------ FRAGMENTO DEL TEXTO ------

La gran tentación

En los relatos de la Pasión y Resurrección, el evangelio lucano (Lc 23,39) cuenta una escena especialmente dura para la fe de los seguidores de aquél que dijo ser la Verdad y la Vida: uno de los crucificados le acusa directamente a Jesús de haber fracasado: ¿No eres el Hijo de Dios? ¡Sálvate a ti mismo y sálvanos! Estaba frustrado porque Jesús debería haber triunfado para liberarle a él y liberar de la muerte a los enemigos de los romanos.

La acusación es de alguien que se siente engañado y enfadado con este crucificado por haber fracasado, no haber sido capaz de vencer. Algo similar nos viene a decir el pasaje de los discípulos de Emaús (Lc 24 13,32) desde el lado de los seguidores cercanos a Jesús. Su decepción es la de quienes entendieron el Mensaje en forma de lucha contra Roma para liberarse políticamente de los invasores. El caso más trágico es el de Judas que, desesperado por el resultado final de lo que había hecho, desesperó y se ahorcó.

La no-violencia de Jesús y sus signos de amor fueron interpretados por casi todos como una táctica para la transformación social que echaría al invasor. Creyeron en su atípica forma de liberación, pero entendida como la eliminación del poder romano. Y quienes detentaban el poder religioso judío primaron mantener su estatus cuando vieron peligrar su liderazgo social; les importó mucho más su posición personal y político religiosa que cualquier otra cosa.

------

§ **COMPLETA LO SIGUIENTE**:
1. Según el fragmento, ¿qué hizo Judas al ver el resultado final de lo que había hecho?
2. Di si cada afirmación coincide con el fragmento: (a) uno de los crucificados acusa a Jesús de haber fracasado; (b) los discípulos de Emaús entendieron el Mensaje como una lucha contra Roma; (c) a quienes tenían el poder religioso judío les importó más el bien de todos que su propia posición.
3. Resume en menos palabras el párrafo del fragmento que empieza con «La no-violencia de Jesús», conservando sus datos principales.

------ INFORMACIÓN MOSTRADA ------

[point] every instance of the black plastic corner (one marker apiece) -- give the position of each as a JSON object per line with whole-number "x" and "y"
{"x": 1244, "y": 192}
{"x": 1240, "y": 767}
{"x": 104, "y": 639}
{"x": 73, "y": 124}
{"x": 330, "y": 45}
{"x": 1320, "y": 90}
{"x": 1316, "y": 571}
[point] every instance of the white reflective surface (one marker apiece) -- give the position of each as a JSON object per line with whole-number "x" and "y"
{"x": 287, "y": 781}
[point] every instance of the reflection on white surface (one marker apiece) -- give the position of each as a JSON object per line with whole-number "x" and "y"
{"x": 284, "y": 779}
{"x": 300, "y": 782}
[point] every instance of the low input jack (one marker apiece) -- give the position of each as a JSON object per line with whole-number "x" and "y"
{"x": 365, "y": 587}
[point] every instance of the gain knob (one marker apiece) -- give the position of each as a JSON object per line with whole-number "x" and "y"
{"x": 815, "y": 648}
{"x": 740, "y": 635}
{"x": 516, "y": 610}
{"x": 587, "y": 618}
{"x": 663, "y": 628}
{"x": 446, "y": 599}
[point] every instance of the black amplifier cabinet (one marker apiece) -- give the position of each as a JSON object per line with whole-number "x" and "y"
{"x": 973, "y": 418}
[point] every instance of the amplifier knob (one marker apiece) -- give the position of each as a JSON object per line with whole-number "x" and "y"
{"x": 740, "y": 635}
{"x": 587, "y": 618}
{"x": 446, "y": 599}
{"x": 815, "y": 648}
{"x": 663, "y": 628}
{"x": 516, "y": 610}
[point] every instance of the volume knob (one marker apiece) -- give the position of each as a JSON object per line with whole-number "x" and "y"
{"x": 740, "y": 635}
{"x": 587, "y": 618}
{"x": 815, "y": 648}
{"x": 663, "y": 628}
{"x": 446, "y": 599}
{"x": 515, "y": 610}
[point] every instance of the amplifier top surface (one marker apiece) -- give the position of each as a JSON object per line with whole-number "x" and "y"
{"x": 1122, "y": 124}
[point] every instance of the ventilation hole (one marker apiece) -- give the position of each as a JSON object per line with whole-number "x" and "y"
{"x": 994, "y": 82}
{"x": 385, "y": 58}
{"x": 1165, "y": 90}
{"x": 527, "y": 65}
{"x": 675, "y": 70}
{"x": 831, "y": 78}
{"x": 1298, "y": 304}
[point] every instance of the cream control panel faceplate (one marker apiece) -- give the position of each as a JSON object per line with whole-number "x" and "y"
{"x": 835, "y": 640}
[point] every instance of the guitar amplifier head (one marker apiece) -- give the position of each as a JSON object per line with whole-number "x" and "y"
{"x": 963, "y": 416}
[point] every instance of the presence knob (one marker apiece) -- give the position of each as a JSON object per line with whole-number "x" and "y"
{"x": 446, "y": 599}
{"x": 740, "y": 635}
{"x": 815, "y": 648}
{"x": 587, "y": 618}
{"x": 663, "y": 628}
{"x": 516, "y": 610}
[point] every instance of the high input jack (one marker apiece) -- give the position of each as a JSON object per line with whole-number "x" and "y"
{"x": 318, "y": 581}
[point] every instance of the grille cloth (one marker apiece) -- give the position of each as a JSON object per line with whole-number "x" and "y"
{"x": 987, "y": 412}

------

§ **RESPUESTAS DEL EJERCICIO**:
1. Desesperó y se ahorcó.

2.
(a) Sí: «uno de los crucificados le acusa directamente a Jesús de haber fracasado».
(b) Sí: «Su decepción es la de quienes entendieron el Mensaje en forma de lucha contra Roma para liberarse políticamente de los invasores».
(c) No: «les importó mucho más su posición personal y político religiosa que cualquier otra cosa».

3. Casi todos vieron la no-violencia y los signos de amor de Jesús como una táctica para echar al invasor y acabar con el poder romano. Quienes tenían el poder religioso judío, al ver en peligro su liderazgo social, prefirieron mantener su estatus y su posición por encima de todo.